━━━━━ Provided data
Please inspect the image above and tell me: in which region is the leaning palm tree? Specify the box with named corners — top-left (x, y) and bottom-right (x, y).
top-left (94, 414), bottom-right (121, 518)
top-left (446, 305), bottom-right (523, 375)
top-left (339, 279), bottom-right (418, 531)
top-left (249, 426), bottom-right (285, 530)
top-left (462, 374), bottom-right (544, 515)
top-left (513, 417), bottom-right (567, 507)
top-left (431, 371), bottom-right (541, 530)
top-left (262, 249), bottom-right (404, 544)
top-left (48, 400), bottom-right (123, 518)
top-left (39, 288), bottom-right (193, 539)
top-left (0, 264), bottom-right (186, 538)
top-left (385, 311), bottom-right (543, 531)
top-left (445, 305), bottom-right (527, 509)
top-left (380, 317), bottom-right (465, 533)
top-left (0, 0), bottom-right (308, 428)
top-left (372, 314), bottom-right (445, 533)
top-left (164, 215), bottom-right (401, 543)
━━━━━━━━━━
**Problem:** Copy every record exactly, leaving each line intact.

**Output:**
Please inspect the image above and tell me: in which region is the leaning palm tree? Specify the box with named corners — top-left (x, y) and bottom-right (x, y).
top-left (94, 414), bottom-right (121, 518)
top-left (446, 305), bottom-right (523, 375)
top-left (339, 279), bottom-right (418, 531)
top-left (249, 426), bottom-right (285, 530)
top-left (462, 374), bottom-right (544, 515)
top-left (513, 417), bottom-right (567, 507)
top-left (431, 371), bottom-right (541, 530)
top-left (262, 249), bottom-right (404, 544)
top-left (48, 400), bottom-right (123, 518)
top-left (39, 288), bottom-right (193, 539)
top-left (0, 264), bottom-right (186, 538)
top-left (385, 311), bottom-right (543, 531)
top-left (445, 305), bottom-right (527, 509)
top-left (380, 317), bottom-right (465, 533)
top-left (0, 0), bottom-right (308, 428)
top-left (372, 314), bottom-right (445, 533)
top-left (164, 215), bottom-right (401, 543)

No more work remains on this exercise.